## DIRECTIVE
Reproduce the entries character for character, starting at the beginning and ending with the line that contains "[94,213,162,268]". Leave the pictures out of your copy.

[Some records]
──────
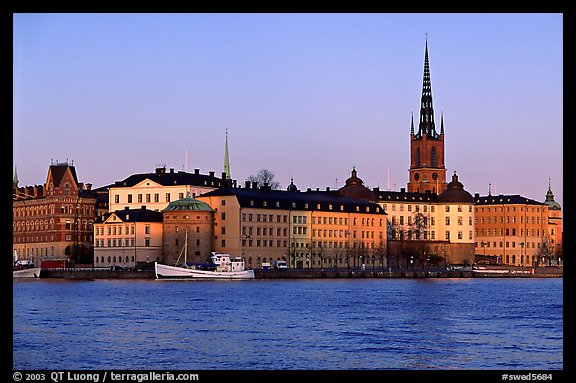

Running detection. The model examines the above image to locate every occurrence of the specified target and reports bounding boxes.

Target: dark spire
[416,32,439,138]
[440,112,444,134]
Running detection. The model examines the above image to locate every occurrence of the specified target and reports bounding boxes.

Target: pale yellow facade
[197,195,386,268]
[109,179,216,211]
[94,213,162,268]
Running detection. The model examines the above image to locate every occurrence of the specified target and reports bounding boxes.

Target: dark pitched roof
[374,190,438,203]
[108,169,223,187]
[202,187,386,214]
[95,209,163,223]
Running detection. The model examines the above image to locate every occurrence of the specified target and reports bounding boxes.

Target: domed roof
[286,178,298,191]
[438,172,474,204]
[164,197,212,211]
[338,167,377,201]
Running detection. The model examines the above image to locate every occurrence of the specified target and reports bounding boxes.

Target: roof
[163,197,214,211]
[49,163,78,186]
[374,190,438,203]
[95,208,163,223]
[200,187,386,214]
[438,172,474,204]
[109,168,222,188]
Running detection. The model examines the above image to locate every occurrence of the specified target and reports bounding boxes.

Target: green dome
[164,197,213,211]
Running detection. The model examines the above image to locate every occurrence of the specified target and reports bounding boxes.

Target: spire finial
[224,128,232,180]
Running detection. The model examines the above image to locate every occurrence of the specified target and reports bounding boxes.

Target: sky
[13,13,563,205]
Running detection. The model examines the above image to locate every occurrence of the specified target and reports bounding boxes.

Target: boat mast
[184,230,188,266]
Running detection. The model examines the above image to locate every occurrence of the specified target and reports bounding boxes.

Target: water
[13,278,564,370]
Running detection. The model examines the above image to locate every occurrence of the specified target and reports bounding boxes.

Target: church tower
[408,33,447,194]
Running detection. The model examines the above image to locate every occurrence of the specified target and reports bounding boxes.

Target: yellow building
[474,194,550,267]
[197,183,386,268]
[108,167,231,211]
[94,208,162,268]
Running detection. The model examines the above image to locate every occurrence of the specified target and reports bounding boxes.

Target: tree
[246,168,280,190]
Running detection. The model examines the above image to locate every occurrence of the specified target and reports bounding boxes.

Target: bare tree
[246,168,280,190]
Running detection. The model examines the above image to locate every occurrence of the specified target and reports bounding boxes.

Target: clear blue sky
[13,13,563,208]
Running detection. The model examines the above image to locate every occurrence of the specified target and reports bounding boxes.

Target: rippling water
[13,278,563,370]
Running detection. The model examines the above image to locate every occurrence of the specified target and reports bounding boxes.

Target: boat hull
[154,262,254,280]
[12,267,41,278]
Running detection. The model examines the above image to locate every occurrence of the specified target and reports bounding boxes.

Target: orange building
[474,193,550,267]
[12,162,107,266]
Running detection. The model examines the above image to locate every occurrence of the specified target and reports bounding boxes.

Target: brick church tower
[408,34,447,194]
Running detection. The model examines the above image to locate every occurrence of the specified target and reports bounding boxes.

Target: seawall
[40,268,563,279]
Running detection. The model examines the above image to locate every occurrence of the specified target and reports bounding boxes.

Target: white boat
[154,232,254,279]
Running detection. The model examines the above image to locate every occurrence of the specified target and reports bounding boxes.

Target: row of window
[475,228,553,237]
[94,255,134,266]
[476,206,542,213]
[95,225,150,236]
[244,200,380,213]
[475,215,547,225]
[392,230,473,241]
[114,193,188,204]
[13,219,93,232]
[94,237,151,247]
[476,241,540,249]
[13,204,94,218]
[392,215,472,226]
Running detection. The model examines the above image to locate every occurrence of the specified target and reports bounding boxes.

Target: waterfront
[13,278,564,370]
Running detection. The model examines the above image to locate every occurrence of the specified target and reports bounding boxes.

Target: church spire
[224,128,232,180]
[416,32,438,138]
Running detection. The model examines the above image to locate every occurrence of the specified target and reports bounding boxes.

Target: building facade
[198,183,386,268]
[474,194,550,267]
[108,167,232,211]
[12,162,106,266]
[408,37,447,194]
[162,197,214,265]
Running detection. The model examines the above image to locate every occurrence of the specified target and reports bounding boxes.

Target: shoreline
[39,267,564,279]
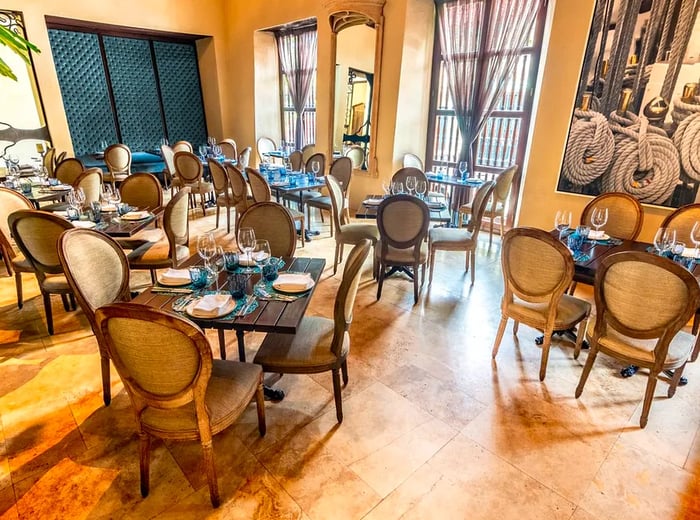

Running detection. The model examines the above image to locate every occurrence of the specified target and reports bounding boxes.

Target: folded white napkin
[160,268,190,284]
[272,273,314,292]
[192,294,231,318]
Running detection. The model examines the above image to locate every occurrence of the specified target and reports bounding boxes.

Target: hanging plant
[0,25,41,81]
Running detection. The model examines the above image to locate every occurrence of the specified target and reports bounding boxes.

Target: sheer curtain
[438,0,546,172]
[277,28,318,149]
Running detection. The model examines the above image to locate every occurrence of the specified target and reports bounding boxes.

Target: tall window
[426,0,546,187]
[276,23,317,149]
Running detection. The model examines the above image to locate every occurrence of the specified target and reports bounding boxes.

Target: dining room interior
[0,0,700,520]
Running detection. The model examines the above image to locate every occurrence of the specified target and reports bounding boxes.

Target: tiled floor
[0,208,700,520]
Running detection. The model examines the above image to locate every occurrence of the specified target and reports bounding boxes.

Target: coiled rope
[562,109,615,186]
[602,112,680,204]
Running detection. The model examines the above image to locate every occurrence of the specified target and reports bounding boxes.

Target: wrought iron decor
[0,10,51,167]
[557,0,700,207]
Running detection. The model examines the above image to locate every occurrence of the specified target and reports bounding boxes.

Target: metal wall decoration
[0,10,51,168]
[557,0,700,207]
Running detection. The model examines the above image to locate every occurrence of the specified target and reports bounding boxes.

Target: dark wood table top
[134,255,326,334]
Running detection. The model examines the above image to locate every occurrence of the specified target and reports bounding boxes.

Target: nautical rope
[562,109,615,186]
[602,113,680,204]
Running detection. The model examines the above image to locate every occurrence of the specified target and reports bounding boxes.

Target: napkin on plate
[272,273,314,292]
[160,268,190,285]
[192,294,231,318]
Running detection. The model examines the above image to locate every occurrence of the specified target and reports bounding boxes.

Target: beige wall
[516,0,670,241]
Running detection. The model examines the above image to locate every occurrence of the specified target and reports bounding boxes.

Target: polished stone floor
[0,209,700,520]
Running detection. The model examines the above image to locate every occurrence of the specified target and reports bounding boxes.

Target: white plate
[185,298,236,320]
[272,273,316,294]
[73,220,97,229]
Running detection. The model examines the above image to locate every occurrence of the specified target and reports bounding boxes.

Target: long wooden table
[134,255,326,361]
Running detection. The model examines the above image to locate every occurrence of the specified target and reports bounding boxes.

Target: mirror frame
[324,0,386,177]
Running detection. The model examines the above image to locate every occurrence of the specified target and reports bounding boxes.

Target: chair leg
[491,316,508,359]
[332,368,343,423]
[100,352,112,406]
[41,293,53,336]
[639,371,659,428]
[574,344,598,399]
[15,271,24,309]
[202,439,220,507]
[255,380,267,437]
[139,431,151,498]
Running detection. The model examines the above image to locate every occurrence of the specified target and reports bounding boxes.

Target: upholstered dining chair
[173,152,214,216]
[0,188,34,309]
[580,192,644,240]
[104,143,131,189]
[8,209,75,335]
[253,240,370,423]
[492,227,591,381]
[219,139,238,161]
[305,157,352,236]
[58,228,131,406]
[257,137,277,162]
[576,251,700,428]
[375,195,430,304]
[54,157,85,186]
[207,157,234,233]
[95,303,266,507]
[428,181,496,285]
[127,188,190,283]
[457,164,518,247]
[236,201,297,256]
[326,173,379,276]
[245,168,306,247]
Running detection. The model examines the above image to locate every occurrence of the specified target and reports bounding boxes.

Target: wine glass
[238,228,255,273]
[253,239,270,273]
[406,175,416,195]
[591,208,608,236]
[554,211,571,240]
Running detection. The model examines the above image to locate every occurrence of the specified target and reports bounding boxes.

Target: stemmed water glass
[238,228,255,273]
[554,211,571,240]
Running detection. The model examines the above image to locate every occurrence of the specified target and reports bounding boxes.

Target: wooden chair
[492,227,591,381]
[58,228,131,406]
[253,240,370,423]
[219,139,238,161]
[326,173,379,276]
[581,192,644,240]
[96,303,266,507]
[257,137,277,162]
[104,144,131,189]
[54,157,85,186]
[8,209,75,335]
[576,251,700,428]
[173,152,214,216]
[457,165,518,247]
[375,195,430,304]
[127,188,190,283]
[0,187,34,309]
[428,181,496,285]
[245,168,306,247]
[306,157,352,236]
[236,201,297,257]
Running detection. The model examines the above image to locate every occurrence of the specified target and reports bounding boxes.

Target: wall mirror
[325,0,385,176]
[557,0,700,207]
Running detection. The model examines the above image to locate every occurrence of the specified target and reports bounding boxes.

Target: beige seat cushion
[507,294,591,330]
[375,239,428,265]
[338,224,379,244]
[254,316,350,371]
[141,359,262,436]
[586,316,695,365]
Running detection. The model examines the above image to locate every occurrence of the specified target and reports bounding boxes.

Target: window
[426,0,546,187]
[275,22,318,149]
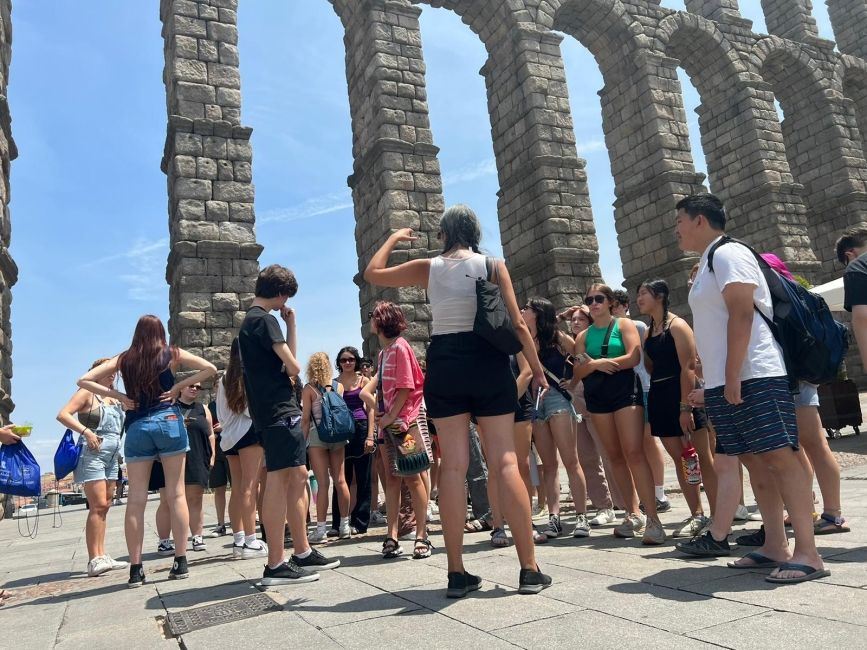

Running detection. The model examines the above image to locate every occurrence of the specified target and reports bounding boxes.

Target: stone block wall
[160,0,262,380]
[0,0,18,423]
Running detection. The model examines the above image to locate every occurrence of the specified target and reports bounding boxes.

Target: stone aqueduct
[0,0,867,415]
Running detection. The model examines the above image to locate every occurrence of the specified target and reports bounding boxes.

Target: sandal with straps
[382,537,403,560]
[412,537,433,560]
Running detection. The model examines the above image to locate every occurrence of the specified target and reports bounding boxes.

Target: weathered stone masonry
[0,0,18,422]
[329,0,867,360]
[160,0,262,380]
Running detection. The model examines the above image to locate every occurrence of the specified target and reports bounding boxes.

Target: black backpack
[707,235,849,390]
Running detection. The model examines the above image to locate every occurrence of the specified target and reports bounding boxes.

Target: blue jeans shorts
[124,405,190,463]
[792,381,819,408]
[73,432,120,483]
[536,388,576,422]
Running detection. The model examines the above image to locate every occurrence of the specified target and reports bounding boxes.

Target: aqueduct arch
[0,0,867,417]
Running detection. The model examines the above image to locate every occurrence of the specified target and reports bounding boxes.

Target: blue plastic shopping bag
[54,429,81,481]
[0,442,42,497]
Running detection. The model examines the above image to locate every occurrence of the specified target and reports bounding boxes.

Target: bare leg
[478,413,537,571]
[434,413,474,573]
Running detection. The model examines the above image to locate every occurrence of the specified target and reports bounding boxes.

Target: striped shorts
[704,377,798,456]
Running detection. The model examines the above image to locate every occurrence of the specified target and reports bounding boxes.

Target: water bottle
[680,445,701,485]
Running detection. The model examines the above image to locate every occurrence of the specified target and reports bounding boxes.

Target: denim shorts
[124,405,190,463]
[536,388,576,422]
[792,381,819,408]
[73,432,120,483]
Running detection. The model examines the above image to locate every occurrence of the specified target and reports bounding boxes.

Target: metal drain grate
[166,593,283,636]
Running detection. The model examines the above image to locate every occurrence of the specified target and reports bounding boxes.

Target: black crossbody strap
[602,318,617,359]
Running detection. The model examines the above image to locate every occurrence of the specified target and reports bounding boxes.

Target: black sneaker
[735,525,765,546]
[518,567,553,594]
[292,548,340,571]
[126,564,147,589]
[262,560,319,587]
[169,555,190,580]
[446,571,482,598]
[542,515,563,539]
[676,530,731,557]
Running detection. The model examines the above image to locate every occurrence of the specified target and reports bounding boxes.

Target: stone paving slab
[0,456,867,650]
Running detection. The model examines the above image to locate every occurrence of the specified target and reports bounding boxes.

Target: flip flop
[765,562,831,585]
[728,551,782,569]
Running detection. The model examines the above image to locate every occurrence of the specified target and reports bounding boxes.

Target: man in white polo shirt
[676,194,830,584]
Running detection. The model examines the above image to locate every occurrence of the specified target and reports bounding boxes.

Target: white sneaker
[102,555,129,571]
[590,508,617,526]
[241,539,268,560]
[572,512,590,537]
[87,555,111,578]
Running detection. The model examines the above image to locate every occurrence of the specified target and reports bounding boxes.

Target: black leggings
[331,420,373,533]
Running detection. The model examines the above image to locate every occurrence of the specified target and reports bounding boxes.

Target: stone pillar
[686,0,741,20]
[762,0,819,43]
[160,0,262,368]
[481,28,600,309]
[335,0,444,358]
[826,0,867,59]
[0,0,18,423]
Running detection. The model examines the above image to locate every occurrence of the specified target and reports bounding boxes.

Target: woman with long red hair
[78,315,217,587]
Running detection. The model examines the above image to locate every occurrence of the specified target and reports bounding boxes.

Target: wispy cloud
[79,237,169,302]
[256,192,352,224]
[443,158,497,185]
──────
## COMPLETE ANSWER
Running detection. The model examines the above image to locate every occurrence of the specified target and reports bounding boxes.

Target: dark spire
[416,32,439,138]
[440,112,444,134]
Running detection. The model examines the above image to locate every occurrence of the specified target and reports bounding boxes.

Target: pale yellow facade
[197,195,386,268]
[109,179,216,211]
[94,213,162,268]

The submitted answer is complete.